■ **Data for the task**:
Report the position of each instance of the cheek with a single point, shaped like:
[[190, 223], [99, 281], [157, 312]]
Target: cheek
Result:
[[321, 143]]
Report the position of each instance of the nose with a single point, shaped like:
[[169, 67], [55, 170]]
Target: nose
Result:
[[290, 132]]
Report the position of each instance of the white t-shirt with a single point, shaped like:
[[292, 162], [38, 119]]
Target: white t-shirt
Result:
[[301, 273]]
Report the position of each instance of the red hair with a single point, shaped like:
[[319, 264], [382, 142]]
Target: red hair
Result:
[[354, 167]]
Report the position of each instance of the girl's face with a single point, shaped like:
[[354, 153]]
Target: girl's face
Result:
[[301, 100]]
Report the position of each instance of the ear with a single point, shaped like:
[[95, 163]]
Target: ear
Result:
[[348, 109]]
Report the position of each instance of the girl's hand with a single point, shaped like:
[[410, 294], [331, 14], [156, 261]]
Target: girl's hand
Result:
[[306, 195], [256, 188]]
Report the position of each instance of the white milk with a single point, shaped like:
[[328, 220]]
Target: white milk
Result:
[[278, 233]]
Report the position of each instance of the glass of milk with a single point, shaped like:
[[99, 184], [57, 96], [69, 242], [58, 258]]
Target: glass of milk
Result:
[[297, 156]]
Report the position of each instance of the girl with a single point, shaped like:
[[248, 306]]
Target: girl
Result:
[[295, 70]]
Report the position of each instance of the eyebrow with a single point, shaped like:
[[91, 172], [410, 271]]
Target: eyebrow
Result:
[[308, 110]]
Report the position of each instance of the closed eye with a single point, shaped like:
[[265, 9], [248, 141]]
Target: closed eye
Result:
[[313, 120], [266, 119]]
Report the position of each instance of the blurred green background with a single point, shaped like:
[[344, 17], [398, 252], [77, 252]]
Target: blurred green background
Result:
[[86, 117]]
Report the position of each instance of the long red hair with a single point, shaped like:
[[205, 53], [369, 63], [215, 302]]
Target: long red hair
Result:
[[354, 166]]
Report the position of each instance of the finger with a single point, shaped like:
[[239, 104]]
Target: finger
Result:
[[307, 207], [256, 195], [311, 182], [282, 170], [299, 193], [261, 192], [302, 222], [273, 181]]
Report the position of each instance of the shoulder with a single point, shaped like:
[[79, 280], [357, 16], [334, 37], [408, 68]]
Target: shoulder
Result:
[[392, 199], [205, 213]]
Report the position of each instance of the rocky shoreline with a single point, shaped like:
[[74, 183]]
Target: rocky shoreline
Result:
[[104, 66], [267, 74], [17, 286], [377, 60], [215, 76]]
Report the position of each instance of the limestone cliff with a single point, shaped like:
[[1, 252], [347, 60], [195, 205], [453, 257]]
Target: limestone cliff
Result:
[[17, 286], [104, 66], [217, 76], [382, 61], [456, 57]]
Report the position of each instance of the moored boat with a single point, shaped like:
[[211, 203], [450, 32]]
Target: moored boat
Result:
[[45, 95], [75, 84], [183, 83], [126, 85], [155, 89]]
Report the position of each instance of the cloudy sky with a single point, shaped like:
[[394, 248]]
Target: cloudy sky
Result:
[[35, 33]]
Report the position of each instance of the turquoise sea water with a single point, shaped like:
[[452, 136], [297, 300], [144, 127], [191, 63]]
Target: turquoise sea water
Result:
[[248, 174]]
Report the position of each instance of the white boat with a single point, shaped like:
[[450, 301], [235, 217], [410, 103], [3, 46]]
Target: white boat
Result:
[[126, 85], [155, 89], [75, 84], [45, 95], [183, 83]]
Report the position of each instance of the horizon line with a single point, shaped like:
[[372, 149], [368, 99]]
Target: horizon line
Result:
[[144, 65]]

■ **Task statement**:
Rewrite all of the material above with "Output" swapped in for every occurrence of "Result", leaving every other character as it is.

■ **Answer to this task**:
Report the position of each instance of the cheek with a single point, shaped like:
[[190, 223], [99, 281], [157, 312]]
Target: cheek
Output:
[[321, 143]]
Report the position of each instance of the nose with a single point, shaped like:
[[169, 67], [55, 170]]
Target: nose
Output:
[[290, 132]]
Report the position of each instance of the white t-shirt with a single point, shaped like:
[[292, 162], [38, 119]]
Target: white t-shirt
Output:
[[301, 273]]
Report the position of each instance of the red hair with a single point, shaped like:
[[319, 264], [382, 142]]
Target: red hair
Output:
[[354, 167]]
Report the position of each instance of the girl's face with a single point, shaped like:
[[354, 153]]
Target: girl's face
Output:
[[301, 100]]
Report the position of each instance of the ear with a single point, shaped like:
[[95, 163]]
Target: ear
Output:
[[348, 109]]
Report the position of each instance of the girl's hand with a single point, shaped like:
[[410, 294], [331, 14], [156, 261]]
Target: girl's hand
Output:
[[306, 195], [256, 188]]
Report the position of each instance of the white milk with a single point, shaped like:
[[328, 220]]
Target: white milk
Output:
[[278, 233]]
Report the position of each instance of the glass of milk with a single point, shaped like:
[[99, 184], [57, 96], [69, 242], [58, 258]]
Target: glass of milk
Output:
[[297, 156]]
Report the position of each instance of the girl with a single point, shaped like:
[[248, 306]]
Target: girl
Output:
[[295, 70]]
Report the position of each instance of the eyebrow with a single point, shaped like:
[[91, 172], [410, 271]]
Target: eyebrow
Output:
[[308, 110]]
Report the position of each instance of the closed eye with a single point, shaped like:
[[265, 9], [248, 141]]
Target: closed eye
Output:
[[313, 120], [266, 119]]
Report the position of each instance of the blurred green background with a single point, shaped like:
[[344, 17], [398, 252], [77, 252]]
Target: blurred green background
Output:
[[86, 117]]
Report the position of each instance of the long red hair with a single point, shaped like:
[[205, 53], [369, 63], [215, 302]]
Target: long red hair
Output:
[[354, 166]]
Report the position of each instance of the finger with a single point, shaped like:
[[239, 104]]
Target: finger
Output:
[[307, 207], [256, 195], [311, 182], [282, 170], [299, 193], [261, 192], [302, 222], [273, 181]]
Report the position of each instance of the shoulder with a single point, shaped like:
[[79, 280], [357, 16], [334, 37], [408, 68]]
Target: shoulder
Output:
[[392, 199], [205, 213]]
Report the position of each instance of the rocky shoreline with a single point, shaped like:
[[74, 183]]
Target: rocky shoreline
Output:
[[104, 66], [267, 74], [17, 286], [377, 60], [215, 76]]
Report the position of each instance of the limestone cliff with a single point, shaped like:
[[1, 252], [347, 60], [195, 205], [453, 257]]
Target: limestone cliff
Output:
[[17, 286], [104, 66], [217, 76], [382, 61], [456, 57]]
Report the position of each instance of the moored boat with a single point, shaped like:
[[211, 203], [450, 32]]
Target: moored boat
Output:
[[45, 95], [75, 84], [183, 83], [126, 85], [155, 89]]
Report the position of each instance of the cloudy sky with a single point, shaped like:
[[394, 248]]
Target: cloudy sky
Output:
[[35, 33]]
Report the position of each instance of the turquoise sea water with a single point, shaped like:
[[452, 136], [297, 300], [144, 127], [191, 63]]
Target: turquoise sea water
Output:
[[248, 174]]
Report the position of each instance of the white boat with a single point, shaped like:
[[450, 301], [235, 217], [410, 103], [3, 46]]
Target: white boat
Output:
[[126, 85], [155, 89], [75, 84], [45, 95], [183, 83]]
Report the position of each instance of the horizon line with a single point, shaped like:
[[372, 149], [368, 99]]
Target: horizon line
Output:
[[144, 65]]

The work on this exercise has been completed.